--- GIVEN RECORDS Enclosed Below ---

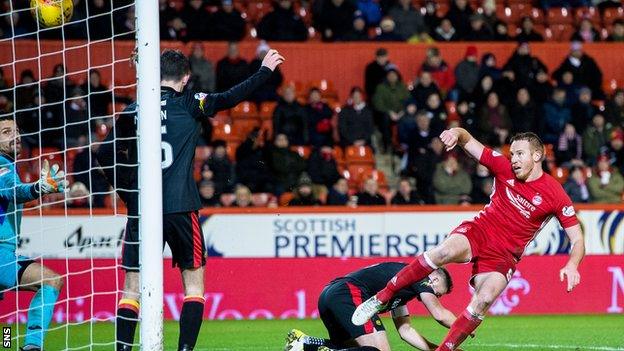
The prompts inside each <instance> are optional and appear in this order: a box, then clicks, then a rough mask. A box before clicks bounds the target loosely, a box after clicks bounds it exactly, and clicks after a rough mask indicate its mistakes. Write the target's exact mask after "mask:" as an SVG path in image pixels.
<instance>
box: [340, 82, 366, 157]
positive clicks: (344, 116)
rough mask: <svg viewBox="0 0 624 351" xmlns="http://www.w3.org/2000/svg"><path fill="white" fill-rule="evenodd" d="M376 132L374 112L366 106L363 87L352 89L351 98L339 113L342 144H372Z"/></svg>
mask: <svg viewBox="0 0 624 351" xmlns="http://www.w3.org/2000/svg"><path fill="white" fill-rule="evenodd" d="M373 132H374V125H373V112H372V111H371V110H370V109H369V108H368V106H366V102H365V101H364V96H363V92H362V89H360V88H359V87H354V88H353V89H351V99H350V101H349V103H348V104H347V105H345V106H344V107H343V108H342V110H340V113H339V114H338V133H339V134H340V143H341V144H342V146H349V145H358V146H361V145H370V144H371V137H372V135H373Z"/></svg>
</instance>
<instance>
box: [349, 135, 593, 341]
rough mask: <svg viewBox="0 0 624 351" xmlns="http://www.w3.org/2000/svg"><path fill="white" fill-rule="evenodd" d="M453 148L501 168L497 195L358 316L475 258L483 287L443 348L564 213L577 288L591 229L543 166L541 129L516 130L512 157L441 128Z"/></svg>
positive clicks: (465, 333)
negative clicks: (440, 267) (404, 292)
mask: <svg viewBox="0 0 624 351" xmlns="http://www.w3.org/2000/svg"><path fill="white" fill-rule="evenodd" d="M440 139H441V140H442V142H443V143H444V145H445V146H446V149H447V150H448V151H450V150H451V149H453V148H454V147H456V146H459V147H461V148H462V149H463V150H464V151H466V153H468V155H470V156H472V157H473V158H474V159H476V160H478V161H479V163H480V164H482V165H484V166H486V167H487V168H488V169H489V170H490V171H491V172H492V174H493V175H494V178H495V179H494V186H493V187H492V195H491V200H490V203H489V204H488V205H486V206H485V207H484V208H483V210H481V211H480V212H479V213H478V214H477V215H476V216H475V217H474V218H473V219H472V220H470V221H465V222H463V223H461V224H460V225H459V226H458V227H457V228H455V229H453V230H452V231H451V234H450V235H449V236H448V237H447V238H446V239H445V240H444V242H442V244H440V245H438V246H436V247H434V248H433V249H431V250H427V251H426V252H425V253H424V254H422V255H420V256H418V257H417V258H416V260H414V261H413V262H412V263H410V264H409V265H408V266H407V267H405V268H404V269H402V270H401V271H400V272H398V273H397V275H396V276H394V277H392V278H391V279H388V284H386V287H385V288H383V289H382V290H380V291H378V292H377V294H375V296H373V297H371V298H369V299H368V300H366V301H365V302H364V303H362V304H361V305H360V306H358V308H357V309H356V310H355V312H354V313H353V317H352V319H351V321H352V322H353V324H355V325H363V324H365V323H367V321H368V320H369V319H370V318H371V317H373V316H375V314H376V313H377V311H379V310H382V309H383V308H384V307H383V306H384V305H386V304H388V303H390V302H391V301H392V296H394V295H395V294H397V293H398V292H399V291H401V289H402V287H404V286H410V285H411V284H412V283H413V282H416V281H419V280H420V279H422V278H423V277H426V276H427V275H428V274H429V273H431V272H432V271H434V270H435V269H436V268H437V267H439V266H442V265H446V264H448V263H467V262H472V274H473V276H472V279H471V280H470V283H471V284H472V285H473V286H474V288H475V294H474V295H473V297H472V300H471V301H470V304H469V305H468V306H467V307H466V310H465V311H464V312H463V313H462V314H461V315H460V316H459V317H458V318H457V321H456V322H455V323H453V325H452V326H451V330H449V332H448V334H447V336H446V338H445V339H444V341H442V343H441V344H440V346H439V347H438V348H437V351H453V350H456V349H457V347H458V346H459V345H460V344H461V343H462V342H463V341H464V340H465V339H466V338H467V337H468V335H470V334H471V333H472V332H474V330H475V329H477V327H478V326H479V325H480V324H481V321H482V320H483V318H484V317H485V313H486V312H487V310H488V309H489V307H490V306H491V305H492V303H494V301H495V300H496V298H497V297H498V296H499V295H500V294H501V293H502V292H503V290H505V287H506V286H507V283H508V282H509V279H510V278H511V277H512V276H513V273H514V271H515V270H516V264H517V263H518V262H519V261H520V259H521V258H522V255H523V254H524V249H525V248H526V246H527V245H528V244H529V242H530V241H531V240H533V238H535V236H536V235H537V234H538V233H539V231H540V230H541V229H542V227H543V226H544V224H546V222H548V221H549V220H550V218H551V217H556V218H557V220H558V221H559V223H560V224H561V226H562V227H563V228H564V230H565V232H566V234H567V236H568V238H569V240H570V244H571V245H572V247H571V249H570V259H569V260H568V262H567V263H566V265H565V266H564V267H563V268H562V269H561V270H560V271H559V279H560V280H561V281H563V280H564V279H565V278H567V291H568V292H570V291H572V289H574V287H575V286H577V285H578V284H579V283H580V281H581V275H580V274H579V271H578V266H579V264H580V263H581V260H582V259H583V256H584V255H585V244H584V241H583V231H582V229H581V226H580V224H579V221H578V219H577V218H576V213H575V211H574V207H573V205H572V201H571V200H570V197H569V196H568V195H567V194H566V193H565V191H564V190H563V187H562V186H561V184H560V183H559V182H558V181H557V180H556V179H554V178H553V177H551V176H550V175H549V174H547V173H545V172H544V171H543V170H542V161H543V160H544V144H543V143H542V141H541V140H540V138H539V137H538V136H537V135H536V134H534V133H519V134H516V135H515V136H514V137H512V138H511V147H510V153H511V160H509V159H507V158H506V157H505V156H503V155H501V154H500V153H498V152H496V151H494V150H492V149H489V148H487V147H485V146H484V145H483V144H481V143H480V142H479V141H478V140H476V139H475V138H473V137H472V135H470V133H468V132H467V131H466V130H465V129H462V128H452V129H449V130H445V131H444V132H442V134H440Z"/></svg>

--- End of Enclosed GIVEN RECORDS ---
--- GIVEN RECORDS Enclosed Below ---

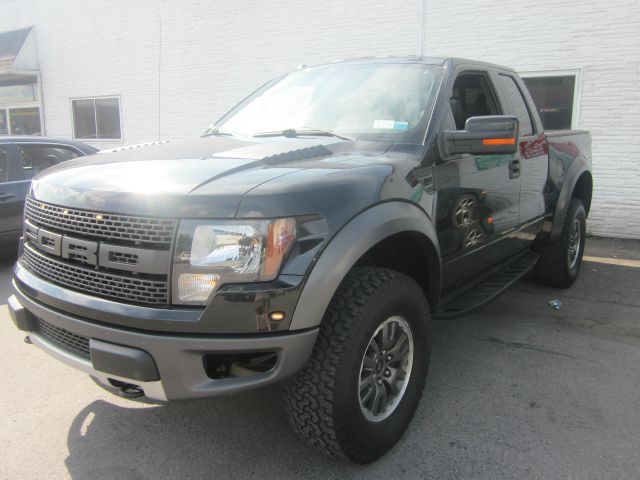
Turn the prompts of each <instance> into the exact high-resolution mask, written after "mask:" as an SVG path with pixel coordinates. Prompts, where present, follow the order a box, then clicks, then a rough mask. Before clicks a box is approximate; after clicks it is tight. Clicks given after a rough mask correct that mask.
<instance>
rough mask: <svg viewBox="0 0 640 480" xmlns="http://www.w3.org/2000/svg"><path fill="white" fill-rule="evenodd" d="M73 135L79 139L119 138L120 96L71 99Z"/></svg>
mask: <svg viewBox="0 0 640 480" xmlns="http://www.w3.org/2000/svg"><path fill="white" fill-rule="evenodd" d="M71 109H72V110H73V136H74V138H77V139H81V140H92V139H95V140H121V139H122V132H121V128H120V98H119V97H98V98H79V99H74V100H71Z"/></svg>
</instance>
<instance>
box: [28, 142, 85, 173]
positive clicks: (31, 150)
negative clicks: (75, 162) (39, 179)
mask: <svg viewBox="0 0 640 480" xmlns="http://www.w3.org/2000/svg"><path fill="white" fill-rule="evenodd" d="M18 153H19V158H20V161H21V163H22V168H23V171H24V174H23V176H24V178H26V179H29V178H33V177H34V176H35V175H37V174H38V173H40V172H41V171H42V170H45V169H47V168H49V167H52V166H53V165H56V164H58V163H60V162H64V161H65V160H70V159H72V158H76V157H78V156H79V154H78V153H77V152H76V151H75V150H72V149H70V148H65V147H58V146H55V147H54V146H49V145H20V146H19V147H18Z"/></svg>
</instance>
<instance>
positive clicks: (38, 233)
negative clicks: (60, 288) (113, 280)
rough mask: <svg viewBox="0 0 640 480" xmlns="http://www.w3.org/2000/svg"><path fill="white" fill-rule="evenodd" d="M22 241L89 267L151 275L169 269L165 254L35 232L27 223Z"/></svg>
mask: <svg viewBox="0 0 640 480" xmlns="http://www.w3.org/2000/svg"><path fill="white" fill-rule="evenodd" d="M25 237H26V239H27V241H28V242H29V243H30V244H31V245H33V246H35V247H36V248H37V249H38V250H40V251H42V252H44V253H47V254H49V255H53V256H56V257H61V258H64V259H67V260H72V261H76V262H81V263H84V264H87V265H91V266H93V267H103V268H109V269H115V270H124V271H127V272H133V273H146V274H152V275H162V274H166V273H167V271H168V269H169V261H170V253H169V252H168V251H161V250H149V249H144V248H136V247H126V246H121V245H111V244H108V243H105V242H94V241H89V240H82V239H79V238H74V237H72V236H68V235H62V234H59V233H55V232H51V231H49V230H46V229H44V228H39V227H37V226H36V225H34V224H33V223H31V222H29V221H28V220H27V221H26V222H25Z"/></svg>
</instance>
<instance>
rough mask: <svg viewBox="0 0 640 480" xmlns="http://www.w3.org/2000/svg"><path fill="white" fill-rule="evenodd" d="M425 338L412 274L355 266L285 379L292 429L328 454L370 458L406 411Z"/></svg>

--- End of Enclosed GIVEN RECORDS ---

→ **REQUIREMENT**
Look back at the entries above and repeat, unchanged, every line from the line holding "148L501 168L497 195L358" through the line holding "positive clicks: (465, 333)".

→ **ANSWER SECTION**
rough mask: <svg viewBox="0 0 624 351" xmlns="http://www.w3.org/2000/svg"><path fill="white" fill-rule="evenodd" d="M453 148L501 168L497 195L358 316L475 258L483 287L443 348L564 213L577 288L591 229L543 166L541 129L516 130L512 157L441 128Z"/></svg>
positive clicks: (465, 333)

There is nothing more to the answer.